### Stated problem:
Turn the items into a numbered list with no blank lines, starting at the line that contains "Set-play tagging: locate each instance of the girl's" and ending at the last line of the items. Leave the pictures out.

### Entries:

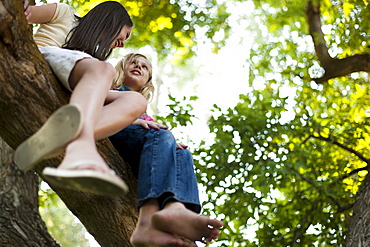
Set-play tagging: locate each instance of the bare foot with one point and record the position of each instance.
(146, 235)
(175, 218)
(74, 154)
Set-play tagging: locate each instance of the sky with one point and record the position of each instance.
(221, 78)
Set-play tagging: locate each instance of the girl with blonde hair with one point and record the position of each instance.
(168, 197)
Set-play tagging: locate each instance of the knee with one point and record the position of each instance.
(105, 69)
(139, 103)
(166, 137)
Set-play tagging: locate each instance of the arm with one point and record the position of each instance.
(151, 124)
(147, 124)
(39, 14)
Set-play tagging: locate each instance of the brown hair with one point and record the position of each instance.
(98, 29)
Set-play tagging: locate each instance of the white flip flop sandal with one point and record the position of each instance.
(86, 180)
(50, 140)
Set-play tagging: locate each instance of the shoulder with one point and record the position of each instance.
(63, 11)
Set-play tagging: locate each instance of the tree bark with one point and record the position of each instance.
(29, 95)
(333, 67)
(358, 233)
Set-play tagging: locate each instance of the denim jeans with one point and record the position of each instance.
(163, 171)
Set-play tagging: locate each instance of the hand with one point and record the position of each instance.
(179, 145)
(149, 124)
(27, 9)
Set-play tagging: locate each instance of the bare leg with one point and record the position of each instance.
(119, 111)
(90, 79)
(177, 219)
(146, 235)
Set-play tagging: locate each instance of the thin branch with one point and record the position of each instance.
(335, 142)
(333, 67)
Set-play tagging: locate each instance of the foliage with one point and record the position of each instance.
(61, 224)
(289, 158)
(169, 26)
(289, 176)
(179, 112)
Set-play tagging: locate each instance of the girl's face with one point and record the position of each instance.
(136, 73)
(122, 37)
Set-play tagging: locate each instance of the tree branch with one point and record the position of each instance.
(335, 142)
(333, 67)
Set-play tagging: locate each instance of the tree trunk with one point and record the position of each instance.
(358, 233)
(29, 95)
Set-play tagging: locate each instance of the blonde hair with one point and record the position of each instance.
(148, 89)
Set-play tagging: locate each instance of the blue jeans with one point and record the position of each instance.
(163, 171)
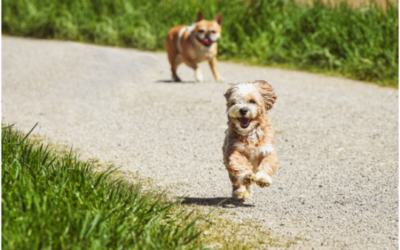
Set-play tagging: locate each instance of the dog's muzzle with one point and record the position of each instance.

### Final answer:
1. Set-play tagging: locate each instance of the girl's face with one point and record the position of each instance.
2. (136, 73)
3. (122, 37)
4. Set-play tagging: locate each instance of the tree branch with one point and record the position of each instance.
5. (335, 142)
6. (333, 67)
7. Set-play tagging: locate each instance of the tree trunk with one point and record the position of each instance.
8. (358, 233)
9. (29, 95)
10. Set-play tagging: locate each instance of the blonde hair with one point and record the position of each instance.
11. (148, 89)
12. Set-play tagging: locate each instance of the blue jeans with one point and record the position of each instance.
13. (163, 171)
14. Set-play tagging: locate each instance of the dog's muzzle with one point and record the position of each instance.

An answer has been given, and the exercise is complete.